Starting at the line that contains "Would you mind pinning the blue sky" and ending at the line that contains "Would you mind pinning the mulch", the lines below are to be given again exactly, with nothing added.

*EXERCISE INPUTS*
+===+

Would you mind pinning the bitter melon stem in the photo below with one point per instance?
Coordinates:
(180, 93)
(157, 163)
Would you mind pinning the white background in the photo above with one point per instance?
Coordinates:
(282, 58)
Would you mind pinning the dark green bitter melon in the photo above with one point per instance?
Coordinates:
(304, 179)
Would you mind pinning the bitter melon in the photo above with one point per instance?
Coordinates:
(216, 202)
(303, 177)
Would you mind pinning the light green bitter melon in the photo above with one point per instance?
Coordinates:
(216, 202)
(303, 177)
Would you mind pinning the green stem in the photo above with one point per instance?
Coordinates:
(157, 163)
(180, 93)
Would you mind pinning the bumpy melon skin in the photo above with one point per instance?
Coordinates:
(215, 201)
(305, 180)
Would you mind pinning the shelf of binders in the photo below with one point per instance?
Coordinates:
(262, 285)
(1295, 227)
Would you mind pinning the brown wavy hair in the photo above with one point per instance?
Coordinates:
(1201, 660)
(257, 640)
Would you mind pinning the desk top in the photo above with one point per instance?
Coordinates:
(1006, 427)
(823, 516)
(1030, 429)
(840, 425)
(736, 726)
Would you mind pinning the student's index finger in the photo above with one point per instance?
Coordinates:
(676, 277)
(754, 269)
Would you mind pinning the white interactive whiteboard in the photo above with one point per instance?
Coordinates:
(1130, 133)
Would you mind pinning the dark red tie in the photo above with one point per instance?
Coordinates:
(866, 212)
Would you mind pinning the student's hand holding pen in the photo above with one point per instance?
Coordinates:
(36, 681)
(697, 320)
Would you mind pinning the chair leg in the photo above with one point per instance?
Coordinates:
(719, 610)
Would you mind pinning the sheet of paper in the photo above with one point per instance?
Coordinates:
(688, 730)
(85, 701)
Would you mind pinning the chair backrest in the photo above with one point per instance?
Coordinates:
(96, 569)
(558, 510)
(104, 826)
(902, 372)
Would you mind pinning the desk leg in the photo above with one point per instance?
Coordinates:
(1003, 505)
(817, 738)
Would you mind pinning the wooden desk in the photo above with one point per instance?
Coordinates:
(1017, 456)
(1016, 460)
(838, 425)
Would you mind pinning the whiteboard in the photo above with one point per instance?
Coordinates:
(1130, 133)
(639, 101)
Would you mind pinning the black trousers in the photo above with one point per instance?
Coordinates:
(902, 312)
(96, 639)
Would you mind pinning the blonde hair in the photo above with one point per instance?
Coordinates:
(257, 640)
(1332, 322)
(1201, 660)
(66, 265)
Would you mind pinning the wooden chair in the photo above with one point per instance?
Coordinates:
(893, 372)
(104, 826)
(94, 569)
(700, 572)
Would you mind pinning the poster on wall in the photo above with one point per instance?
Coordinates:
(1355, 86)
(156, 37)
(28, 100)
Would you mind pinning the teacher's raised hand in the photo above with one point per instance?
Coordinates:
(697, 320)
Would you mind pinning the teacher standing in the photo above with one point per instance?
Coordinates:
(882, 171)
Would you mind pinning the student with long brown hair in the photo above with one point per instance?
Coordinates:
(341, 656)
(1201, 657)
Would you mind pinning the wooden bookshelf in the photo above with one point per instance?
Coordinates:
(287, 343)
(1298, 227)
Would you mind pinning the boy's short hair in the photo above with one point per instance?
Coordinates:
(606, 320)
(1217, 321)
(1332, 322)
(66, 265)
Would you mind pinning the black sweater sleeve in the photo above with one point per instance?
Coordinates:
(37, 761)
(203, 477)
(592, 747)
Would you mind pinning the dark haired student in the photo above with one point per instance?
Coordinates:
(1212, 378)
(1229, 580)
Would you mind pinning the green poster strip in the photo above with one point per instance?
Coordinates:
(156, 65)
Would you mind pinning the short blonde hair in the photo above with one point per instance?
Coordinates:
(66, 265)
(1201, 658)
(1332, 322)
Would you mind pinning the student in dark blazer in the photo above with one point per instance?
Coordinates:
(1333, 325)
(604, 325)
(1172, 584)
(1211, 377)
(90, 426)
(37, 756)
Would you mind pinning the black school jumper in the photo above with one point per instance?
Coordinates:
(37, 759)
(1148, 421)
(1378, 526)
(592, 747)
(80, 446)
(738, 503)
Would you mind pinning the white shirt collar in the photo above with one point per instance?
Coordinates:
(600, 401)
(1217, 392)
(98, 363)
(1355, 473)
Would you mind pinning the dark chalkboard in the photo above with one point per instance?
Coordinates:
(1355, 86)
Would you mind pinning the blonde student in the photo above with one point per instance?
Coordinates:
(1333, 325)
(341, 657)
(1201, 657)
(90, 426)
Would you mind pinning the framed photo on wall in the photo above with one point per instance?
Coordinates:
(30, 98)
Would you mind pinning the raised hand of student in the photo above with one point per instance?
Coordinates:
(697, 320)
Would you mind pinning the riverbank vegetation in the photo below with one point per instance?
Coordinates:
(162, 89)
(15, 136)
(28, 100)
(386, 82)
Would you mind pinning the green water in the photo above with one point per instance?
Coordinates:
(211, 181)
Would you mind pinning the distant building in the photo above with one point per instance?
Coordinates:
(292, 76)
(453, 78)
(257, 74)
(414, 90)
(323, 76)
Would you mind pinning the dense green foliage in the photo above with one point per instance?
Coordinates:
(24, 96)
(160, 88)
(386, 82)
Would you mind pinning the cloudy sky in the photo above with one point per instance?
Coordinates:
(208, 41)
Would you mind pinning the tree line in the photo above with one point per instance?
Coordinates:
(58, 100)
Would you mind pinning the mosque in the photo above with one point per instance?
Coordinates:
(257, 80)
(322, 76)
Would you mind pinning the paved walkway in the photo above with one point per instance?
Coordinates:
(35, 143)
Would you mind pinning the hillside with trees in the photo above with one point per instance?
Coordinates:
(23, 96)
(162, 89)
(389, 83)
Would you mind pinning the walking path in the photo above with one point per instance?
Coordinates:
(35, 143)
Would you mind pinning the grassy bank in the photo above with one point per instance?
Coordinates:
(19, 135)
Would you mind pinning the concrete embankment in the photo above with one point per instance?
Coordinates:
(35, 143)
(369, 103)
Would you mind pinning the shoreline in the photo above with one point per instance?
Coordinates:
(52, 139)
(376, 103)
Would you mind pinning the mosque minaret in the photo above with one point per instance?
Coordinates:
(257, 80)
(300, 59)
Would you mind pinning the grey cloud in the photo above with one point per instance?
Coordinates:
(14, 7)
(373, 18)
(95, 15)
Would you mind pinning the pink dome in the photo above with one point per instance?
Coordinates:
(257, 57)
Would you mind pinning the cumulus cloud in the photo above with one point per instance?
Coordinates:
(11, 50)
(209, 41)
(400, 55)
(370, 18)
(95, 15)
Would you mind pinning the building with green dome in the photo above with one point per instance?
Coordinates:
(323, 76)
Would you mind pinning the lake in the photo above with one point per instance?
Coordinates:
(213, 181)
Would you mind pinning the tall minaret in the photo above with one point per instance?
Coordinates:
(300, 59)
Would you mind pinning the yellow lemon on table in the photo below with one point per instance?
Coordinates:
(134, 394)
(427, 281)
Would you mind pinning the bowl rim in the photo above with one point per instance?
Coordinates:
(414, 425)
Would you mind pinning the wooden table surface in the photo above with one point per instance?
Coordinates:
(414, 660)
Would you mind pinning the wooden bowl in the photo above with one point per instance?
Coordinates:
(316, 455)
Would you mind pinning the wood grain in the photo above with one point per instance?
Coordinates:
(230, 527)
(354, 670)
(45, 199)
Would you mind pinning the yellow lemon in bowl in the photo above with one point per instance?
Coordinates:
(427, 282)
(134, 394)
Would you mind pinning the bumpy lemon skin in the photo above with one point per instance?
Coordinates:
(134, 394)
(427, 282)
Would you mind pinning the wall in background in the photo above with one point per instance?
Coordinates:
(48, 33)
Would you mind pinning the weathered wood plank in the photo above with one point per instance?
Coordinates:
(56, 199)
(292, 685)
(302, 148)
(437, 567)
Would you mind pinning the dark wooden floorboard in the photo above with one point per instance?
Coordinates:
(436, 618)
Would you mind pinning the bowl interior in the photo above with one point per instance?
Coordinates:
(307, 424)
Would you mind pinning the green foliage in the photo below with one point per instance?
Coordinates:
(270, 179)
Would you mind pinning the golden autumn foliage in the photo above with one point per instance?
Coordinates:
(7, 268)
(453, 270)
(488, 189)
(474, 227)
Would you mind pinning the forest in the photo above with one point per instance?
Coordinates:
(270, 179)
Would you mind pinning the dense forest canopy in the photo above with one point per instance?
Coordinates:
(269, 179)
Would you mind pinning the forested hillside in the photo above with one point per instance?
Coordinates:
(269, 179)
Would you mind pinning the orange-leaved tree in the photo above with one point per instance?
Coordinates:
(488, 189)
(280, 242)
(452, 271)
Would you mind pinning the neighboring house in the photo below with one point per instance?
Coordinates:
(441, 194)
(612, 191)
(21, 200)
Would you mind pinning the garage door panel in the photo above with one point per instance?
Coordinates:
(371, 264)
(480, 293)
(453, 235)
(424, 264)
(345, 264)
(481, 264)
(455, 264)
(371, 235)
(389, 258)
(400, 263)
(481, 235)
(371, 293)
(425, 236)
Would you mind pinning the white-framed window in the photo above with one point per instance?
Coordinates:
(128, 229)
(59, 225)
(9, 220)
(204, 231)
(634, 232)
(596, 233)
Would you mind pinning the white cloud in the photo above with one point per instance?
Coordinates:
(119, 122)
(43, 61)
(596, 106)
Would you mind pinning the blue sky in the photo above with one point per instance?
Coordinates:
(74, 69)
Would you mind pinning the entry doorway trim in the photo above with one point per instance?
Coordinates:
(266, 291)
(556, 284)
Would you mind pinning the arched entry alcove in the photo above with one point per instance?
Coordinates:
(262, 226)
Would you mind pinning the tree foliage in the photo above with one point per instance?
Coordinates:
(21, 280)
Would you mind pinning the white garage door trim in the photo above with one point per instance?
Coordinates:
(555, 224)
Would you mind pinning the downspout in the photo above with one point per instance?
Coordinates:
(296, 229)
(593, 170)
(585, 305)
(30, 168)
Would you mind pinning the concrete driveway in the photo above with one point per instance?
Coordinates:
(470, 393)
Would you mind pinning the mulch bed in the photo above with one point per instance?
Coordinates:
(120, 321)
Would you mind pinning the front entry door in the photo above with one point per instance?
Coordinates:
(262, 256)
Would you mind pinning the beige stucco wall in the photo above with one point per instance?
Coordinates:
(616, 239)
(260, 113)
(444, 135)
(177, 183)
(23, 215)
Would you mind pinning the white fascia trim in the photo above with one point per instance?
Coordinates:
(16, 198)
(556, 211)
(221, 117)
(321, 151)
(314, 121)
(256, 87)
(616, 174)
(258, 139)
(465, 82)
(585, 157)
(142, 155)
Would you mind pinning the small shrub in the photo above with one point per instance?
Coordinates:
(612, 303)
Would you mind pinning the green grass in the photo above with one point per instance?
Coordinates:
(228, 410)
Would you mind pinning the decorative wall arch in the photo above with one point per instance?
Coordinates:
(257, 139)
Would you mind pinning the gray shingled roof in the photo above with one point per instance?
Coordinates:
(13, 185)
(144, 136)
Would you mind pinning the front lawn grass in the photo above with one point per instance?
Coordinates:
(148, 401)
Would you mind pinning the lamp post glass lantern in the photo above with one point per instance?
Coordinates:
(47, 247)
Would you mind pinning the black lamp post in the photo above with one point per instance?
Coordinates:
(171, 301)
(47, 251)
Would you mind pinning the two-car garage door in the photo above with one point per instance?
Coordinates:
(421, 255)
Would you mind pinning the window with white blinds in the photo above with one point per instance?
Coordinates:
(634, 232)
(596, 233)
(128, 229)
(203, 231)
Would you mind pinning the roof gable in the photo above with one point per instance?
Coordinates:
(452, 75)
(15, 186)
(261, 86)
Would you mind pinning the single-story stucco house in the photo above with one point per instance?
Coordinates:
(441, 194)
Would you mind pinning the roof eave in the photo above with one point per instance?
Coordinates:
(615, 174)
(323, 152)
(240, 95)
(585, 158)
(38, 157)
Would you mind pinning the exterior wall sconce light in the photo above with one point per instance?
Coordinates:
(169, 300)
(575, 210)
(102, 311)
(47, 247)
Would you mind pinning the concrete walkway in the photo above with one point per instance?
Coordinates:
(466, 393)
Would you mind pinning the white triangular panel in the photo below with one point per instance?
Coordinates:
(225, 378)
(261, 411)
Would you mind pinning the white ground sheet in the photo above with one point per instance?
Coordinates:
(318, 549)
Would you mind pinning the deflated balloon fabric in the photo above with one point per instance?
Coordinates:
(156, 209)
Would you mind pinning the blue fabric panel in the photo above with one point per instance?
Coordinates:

+===+

*RESPONSE TO THE TASK*
Would you mind pinning the blue sky in the photo above with one point per instance?
Coordinates:
(74, 69)
Would you mind pinning the entry doorway trim in the photo above with one point per instance?
Coordinates:
(266, 291)
(556, 284)
Would you mind pinning the arched entry alcove in the photo above with one point per instance?
Coordinates:
(262, 226)
Would you mind pinning the tree foliage in the photo above with one point per instance?
Coordinates:
(21, 280)
Would you mind pinning the white garage door trim in the photo above with one point per instance?
Coordinates:
(555, 224)
Would you mind pinning the downspout in the photo above with one point per instance?
Coordinates:
(296, 229)
(593, 170)
(585, 305)
(30, 168)
Would you mind pinning the concrete driveway in the photo above with one point per instance?
Coordinates:
(470, 393)
Would you mind pinning the mulch bed in the photo above with one point per instance?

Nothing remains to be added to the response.